● Verilen Metin
========================================
Gölcük’te yürütmenin
durdurulması ile ilgili Gölcük Platformu adına açıklama yapan Platform Üyesi ve
dava avukatı Begüm Tunçel, Bolu’nun turizmde gelişmesine karşı bir duruş
içerisinde olmadıklarının altını çizerek, “Turizm alanında gelişmeyi sağlarken
doğal yapıyı da bozmamak gereklidir ve mevcut haliyle korumanın getirisi uzun
vadede çok daha yüksektir. Otelin doğaya zararı dokunmayacak Karacasu Bölgesine
yapılması, buradan ring seferler ile insanların Gölcük’e taşınması önerisi,
kesinlikle değerlendirilmeye alınmalıdır.” diye konuştu.
========================================
● Öğe Kümesi
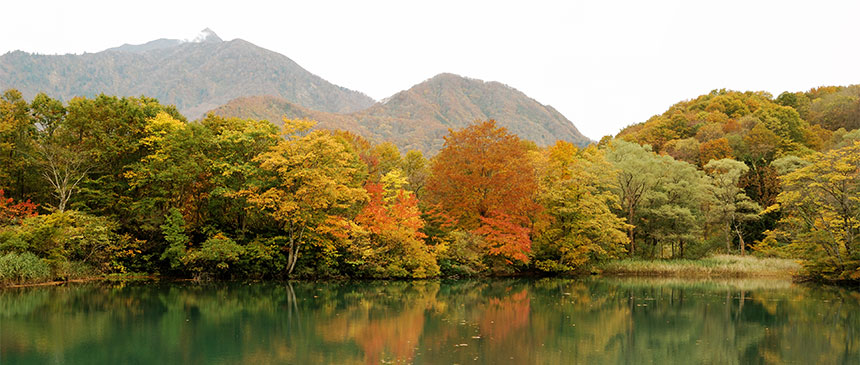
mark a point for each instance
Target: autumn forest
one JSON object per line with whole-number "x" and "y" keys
{"x": 115, "y": 185}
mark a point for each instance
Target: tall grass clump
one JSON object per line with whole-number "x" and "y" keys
{"x": 19, "y": 268}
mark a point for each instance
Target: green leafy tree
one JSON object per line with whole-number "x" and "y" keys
{"x": 730, "y": 206}
{"x": 820, "y": 207}
{"x": 310, "y": 179}
{"x": 578, "y": 228}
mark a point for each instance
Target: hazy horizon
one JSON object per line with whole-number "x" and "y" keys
{"x": 603, "y": 65}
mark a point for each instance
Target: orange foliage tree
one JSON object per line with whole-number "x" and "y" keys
{"x": 485, "y": 180}
{"x": 13, "y": 213}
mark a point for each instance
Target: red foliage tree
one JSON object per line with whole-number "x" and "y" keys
{"x": 485, "y": 180}
{"x": 12, "y": 213}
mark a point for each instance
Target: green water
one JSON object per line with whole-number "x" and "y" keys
{"x": 545, "y": 321}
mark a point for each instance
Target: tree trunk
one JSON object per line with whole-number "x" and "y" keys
{"x": 741, "y": 238}
{"x": 728, "y": 232}
{"x": 630, "y": 230}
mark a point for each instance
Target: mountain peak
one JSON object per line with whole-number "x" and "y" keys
{"x": 207, "y": 36}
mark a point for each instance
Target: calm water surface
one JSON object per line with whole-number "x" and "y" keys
{"x": 546, "y": 321}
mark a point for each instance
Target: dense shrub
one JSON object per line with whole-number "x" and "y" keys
{"x": 22, "y": 268}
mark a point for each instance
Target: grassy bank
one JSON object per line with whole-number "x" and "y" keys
{"x": 714, "y": 266}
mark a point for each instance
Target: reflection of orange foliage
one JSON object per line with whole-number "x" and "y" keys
{"x": 505, "y": 315}
{"x": 389, "y": 337}
{"x": 399, "y": 335}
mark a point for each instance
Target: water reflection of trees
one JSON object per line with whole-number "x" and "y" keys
{"x": 500, "y": 321}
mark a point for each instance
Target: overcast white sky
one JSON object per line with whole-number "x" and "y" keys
{"x": 603, "y": 64}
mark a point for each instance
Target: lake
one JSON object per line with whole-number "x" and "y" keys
{"x": 516, "y": 321}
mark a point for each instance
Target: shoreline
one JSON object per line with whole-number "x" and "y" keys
{"x": 713, "y": 267}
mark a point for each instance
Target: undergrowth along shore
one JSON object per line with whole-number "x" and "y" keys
{"x": 714, "y": 266}
{"x": 717, "y": 266}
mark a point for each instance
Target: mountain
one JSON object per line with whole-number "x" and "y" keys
{"x": 419, "y": 117}
{"x": 195, "y": 75}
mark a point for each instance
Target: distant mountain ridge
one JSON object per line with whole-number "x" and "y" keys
{"x": 237, "y": 78}
{"x": 196, "y": 76}
{"x": 419, "y": 118}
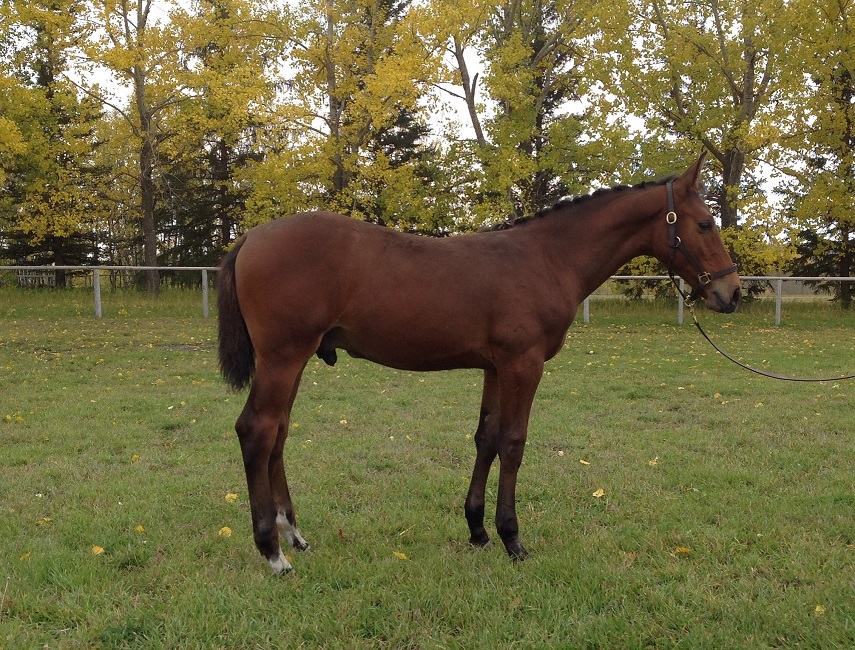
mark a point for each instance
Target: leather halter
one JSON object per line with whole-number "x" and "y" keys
{"x": 675, "y": 244}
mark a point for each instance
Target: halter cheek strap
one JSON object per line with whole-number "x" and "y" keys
{"x": 675, "y": 244}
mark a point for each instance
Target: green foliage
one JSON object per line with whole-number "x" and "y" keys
{"x": 210, "y": 117}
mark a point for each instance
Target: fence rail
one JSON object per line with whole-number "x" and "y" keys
{"x": 776, "y": 281}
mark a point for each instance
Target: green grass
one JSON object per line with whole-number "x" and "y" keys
{"x": 726, "y": 520}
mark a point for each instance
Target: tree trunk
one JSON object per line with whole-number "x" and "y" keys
{"x": 732, "y": 168}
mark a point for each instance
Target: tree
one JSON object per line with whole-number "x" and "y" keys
{"x": 704, "y": 72}
{"x": 536, "y": 133}
{"x": 822, "y": 194}
{"x": 50, "y": 177}
{"x": 357, "y": 73}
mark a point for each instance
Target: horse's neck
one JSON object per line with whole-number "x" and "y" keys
{"x": 588, "y": 248}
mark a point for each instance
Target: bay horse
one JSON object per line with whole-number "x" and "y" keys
{"x": 500, "y": 301}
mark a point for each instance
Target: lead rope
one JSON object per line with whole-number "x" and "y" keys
{"x": 772, "y": 375}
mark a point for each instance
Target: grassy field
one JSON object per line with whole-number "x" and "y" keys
{"x": 726, "y": 517}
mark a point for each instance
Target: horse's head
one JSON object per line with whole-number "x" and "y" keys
{"x": 688, "y": 242}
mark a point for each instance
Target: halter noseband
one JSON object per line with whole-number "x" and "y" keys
{"x": 676, "y": 244}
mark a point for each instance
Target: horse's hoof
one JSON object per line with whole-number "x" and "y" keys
{"x": 516, "y": 551}
{"x": 280, "y": 564}
{"x": 480, "y": 541}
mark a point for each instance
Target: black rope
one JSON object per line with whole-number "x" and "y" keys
{"x": 771, "y": 375}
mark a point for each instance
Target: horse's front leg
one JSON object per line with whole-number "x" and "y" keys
{"x": 485, "y": 452}
{"x": 259, "y": 429}
{"x": 286, "y": 520}
{"x": 517, "y": 387}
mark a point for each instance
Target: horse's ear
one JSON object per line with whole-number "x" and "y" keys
{"x": 693, "y": 174}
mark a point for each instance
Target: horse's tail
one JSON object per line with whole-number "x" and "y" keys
{"x": 237, "y": 356}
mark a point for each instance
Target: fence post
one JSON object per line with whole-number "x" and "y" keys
{"x": 204, "y": 293}
{"x": 779, "y": 292}
{"x": 96, "y": 284}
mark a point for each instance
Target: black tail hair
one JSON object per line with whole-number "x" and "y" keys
{"x": 237, "y": 356}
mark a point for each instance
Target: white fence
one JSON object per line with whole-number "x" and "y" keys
{"x": 777, "y": 283}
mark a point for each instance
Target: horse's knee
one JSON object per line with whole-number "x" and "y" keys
{"x": 266, "y": 536}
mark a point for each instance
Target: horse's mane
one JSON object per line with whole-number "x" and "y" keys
{"x": 574, "y": 202}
========================================
● Amaç
Verilen Metin'de Begüm Tunçel, otelin hangi bölgeye yapılması önerisinin değerlendirilmesi gerektiğini söylüyor?

● Görevin Sonucu
Otelin doğaya zarar vermeyecek Karacasu Bölgesine yapılması önerisinin değerlendirilmesi gerektiğini söylüyor.